Provided data
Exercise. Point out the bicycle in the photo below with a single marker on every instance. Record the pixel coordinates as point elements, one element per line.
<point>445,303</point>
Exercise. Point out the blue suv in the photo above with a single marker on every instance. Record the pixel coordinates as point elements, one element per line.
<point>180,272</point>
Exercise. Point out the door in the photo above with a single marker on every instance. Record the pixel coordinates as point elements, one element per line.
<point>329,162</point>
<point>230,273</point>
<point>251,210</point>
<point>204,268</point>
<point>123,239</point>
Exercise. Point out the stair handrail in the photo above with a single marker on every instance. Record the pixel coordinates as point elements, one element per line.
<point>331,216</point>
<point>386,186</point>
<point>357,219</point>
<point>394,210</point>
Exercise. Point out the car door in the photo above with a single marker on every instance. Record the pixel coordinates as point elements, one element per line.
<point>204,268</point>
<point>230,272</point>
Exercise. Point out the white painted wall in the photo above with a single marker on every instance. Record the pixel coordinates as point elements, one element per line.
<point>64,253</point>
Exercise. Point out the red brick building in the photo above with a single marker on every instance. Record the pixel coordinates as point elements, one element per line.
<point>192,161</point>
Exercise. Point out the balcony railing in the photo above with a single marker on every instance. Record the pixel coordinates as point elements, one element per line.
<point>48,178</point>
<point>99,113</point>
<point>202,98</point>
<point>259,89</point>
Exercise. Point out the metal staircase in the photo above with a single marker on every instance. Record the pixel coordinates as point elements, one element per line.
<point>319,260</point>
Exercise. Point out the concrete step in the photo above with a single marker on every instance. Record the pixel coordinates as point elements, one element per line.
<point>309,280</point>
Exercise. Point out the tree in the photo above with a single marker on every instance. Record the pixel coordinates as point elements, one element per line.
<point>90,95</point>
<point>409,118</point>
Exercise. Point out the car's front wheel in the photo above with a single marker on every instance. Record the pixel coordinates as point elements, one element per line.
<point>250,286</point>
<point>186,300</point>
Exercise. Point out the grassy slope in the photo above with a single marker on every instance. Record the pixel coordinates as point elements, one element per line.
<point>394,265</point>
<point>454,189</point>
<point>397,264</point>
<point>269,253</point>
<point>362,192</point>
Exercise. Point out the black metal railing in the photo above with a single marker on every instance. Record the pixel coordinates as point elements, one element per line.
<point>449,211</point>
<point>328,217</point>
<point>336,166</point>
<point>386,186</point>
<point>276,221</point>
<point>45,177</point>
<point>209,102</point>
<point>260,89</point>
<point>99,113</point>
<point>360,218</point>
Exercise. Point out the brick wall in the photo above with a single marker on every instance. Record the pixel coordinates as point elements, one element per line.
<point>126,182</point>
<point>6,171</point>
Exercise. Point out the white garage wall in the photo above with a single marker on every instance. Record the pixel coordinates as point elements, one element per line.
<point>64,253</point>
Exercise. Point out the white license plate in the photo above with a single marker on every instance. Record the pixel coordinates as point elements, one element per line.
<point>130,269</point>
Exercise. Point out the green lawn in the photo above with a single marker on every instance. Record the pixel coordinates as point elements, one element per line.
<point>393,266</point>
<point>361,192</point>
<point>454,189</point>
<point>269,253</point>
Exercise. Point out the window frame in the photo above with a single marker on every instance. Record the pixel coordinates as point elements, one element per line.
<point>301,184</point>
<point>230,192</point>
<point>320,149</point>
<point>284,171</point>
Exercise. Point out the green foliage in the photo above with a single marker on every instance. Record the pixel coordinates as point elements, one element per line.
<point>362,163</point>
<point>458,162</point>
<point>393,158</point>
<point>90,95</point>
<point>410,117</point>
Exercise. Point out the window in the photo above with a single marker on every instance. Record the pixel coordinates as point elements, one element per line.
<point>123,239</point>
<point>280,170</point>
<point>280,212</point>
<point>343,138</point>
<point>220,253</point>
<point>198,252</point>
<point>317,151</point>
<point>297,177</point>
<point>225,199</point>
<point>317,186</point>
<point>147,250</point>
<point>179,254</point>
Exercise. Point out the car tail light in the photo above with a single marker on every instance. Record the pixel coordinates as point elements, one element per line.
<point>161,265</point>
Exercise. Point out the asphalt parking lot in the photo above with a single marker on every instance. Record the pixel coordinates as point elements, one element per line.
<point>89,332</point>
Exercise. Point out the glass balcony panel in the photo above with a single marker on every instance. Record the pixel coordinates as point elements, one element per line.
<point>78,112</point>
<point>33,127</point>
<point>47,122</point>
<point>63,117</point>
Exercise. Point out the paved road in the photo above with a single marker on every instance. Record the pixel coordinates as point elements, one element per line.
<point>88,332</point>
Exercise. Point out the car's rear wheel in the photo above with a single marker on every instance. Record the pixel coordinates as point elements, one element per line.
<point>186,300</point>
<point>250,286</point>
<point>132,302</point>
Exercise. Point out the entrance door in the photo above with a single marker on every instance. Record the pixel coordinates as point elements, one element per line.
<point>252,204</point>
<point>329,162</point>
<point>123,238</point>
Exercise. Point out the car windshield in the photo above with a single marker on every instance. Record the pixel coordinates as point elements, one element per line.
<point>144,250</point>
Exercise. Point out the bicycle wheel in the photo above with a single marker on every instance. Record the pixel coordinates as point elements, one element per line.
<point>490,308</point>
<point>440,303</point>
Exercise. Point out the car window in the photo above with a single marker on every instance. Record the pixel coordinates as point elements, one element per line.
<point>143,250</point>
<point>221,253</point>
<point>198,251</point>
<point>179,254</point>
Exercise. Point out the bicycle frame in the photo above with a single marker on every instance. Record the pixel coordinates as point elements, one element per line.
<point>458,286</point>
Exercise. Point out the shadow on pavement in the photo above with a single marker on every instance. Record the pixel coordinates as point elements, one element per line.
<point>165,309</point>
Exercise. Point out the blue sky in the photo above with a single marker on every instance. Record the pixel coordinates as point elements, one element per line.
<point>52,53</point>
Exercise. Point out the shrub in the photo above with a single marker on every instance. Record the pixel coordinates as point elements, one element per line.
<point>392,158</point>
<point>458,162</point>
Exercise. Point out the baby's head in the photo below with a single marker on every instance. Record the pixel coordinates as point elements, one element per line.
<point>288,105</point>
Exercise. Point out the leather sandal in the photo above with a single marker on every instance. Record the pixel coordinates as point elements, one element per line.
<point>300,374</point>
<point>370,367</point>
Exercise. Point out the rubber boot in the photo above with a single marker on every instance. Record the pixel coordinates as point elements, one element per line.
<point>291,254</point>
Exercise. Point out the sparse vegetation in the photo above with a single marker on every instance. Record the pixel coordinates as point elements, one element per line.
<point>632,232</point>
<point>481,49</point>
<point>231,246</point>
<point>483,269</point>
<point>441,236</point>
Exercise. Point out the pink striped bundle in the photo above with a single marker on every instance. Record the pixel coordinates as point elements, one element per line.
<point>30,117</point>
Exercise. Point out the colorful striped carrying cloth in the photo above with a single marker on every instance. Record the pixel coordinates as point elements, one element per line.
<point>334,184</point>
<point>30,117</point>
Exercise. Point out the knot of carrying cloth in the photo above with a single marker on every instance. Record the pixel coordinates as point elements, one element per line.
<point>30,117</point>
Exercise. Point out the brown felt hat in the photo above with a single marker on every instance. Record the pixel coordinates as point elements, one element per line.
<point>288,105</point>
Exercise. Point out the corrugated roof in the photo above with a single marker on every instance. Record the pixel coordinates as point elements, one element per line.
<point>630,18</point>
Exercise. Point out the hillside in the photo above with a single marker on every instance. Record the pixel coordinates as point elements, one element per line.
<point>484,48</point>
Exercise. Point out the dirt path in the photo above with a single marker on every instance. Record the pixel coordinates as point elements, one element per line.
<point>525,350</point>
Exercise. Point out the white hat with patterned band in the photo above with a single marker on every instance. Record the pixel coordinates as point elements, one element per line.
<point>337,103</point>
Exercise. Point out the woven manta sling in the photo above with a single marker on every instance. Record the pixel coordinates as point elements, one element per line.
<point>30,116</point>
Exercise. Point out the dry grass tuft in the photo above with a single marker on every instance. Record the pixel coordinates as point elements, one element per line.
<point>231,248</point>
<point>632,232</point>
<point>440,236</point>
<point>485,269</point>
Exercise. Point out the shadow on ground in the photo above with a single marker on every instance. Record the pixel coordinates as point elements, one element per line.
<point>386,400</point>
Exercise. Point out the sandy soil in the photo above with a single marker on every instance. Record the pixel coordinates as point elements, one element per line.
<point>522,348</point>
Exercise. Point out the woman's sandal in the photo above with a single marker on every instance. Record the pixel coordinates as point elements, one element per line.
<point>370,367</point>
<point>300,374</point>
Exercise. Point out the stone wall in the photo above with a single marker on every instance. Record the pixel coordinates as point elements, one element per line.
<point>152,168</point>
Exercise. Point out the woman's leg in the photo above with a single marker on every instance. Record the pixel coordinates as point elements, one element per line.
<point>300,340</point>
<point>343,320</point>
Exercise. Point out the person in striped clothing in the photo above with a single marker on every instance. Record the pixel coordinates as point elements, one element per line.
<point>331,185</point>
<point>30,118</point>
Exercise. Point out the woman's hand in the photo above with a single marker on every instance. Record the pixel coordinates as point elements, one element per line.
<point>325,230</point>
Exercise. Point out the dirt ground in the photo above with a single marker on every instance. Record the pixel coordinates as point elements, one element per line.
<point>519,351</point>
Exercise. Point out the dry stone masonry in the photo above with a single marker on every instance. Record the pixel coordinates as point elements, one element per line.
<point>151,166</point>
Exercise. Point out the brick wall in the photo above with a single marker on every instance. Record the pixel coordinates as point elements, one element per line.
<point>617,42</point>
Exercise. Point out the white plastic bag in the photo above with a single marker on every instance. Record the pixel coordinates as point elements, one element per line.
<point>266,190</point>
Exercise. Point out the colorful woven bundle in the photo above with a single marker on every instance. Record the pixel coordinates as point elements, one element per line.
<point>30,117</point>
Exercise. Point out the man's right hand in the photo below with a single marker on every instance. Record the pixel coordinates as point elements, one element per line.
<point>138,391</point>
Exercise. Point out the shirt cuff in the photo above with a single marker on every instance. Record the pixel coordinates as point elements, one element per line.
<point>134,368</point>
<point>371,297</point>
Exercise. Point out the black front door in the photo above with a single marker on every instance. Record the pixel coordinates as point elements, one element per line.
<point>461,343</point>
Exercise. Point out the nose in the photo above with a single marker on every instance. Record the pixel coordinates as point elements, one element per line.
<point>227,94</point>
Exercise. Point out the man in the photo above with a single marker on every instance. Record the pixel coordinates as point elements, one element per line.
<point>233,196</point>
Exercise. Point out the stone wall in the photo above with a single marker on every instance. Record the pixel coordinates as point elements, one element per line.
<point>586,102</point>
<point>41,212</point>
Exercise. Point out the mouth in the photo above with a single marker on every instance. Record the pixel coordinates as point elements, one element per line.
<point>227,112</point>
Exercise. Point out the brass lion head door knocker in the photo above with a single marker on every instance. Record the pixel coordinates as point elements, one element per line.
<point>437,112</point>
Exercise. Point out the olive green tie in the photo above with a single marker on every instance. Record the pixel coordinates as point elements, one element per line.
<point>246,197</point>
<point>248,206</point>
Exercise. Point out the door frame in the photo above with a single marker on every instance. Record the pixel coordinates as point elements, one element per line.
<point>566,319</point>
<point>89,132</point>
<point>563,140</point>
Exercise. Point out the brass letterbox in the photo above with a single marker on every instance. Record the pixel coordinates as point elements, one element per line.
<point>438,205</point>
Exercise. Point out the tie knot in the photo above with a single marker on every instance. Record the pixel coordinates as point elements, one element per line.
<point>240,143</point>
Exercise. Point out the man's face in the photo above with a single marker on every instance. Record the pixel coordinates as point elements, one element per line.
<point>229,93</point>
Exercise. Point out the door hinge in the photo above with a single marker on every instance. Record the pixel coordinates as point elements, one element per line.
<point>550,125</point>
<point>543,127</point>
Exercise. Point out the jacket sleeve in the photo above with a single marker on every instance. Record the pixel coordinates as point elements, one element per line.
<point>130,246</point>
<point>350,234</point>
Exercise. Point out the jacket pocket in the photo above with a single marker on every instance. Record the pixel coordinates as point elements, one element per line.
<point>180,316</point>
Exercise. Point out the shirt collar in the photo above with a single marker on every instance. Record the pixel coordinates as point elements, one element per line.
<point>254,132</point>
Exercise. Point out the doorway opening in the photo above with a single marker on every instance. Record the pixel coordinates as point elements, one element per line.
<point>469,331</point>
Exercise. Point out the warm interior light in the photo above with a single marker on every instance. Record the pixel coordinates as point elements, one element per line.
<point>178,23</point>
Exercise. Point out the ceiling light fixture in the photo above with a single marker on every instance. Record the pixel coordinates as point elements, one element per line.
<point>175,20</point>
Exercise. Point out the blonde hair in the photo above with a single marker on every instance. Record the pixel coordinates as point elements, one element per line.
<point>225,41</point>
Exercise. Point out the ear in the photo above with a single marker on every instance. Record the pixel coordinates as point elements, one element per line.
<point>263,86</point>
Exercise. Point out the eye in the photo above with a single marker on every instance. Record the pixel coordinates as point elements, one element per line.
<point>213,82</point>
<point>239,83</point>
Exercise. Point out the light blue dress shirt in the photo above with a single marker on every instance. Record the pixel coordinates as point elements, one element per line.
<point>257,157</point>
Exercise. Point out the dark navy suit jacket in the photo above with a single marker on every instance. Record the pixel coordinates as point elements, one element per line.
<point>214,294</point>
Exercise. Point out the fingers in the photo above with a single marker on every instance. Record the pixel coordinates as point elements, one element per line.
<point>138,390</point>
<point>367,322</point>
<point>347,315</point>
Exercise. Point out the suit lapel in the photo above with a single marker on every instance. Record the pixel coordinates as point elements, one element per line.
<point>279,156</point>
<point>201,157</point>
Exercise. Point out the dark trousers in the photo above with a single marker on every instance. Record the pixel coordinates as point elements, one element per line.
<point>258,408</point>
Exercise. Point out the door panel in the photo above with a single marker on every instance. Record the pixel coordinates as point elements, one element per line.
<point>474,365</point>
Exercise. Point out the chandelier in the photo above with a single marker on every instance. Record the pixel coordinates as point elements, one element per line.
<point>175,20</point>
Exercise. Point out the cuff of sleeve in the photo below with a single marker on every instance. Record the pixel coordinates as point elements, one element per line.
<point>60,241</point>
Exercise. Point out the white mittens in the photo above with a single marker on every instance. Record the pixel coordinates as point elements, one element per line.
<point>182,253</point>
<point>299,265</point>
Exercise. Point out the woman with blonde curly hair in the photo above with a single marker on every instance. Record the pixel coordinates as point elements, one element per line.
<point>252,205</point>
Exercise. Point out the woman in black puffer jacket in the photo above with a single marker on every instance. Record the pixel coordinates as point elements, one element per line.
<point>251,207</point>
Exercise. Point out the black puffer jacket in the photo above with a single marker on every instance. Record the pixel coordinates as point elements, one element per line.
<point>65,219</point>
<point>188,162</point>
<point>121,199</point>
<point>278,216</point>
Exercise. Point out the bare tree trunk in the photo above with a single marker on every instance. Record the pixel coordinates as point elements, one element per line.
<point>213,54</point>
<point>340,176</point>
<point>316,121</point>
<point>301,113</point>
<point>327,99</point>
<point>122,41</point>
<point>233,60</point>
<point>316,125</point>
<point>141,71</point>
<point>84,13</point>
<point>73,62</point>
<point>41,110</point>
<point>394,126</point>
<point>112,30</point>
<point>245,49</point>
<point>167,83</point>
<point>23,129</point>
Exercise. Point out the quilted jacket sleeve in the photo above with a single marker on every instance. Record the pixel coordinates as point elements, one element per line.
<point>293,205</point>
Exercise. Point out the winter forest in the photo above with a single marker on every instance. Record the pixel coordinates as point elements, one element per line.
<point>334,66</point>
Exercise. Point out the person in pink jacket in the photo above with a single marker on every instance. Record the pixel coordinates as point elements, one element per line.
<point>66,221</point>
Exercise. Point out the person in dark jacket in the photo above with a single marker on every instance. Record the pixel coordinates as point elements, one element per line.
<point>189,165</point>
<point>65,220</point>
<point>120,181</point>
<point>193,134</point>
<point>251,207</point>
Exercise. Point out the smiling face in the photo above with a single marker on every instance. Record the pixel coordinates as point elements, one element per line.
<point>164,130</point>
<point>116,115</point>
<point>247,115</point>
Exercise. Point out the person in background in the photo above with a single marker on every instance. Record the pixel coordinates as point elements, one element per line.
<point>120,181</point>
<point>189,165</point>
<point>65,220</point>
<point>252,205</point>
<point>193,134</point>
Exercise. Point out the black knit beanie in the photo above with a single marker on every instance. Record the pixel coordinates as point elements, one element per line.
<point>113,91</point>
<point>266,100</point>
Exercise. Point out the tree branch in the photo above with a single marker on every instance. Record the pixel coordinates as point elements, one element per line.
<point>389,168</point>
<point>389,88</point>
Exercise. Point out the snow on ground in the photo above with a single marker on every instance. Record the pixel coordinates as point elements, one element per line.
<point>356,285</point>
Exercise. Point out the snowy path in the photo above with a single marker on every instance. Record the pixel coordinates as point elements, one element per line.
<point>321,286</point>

Instructions to follow
Write out once more the lines above beginning at the line with "Exercise. Point out the quilted"; continue through the final line and stop there.

Solution for this exercise
Exercise. Point out the quilted jacket sleeve in the photo above with a single marker on every instance. Record the pixel coordinates as point elements, one element per line.
<point>293,205</point>
Exercise. Point out the winter forest in the photo above with a single marker on every instance. Record the pixel coordinates as point elements, one element per line.
<point>334,66</point>
Exercise. Point out the person in pink jacket in the photo above with a single marker on every instance. Record the pixel coordinates as point elements, one element per line.
<point>66,221</point>
Exercise. Point out the person in dark jacket in the photo above with a single marker on every instance. Record the pixel coordinates as point elements, one element per line.
<point>189,165</point>
<point>65,220</point>
<point>120,181</point>
<point>193,134</point>
<point>251,207</point>
Exercise. Point out the smiling face in the photo above with a single marker on every instance. Record the pixel coordinates as point elements, one element per line.
<point>164,130</point>
<point>116,115</point>
<point>247,115</point>
Exercise. Point out the person in background in the photo above with a single marker on every instance. Record the pixel coordinates as point elements, one element per line.
<point>120,181</point>
<point>189,165</point>
<point>65,220</point>
<point>252,205</point>
<point>193,134</point>
Exercise. Point out the black knit beanie in the photo above with a single marker on every instance. Record the pixel coordinates as point elements, one element per line.
<point>113,91</point>
<point>266,100</point>
Exercise. Point out the tree branch in the photo above with a single marker on every instance. Record the pixel coordinates as point elements, one element per line.
<point>389,168</point>
<point>389,88</point>
Exercise. Point out the snow on ground in the photo above with a single marker on every instance. Record the pixel coordinates as point elements, one element per line.
<point>356,285</point>
Exercise. Point out the snowy path in the photo above with a single marker on every instance. Record the pixel coordinates as point elements, one element per line.
<point>321,286</point>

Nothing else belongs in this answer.